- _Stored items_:
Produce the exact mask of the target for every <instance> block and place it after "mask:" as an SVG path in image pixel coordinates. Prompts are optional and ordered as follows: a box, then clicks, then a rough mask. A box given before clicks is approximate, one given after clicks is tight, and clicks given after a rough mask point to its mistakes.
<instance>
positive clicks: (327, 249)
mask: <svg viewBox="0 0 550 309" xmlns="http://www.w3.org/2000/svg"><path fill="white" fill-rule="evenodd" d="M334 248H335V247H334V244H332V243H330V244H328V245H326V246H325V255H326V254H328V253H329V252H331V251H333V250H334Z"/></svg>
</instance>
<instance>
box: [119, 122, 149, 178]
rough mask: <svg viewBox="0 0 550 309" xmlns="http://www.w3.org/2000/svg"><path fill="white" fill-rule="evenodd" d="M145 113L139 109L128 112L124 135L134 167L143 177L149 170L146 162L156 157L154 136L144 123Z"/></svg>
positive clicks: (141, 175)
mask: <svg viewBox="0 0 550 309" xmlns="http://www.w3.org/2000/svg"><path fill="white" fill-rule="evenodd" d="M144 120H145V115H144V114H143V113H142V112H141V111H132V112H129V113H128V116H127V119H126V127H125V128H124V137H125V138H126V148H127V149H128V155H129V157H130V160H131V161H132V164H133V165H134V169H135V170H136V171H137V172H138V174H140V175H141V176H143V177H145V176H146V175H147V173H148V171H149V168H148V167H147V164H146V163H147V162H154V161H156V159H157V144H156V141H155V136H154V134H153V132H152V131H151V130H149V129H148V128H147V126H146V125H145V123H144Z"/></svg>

- _EXERCISE PROMPT_: Retype the lines from the start of the items through the line containing "positive clicks: (327, 249)", including that line.

- _EXPECTED ANSWER_:
Produce the exact mask of the target for every <instance> block and place it after "mask:" as an SVG path in image pixel coordinates. Prompts are optional and ordered as follows: a box, then clicks, then a rough mask. A box given before clicks is approximate, one given after clicks is tight, and clicks given after a rough mask point to its mistakes.
<instance>
positive clicks: (327, 249)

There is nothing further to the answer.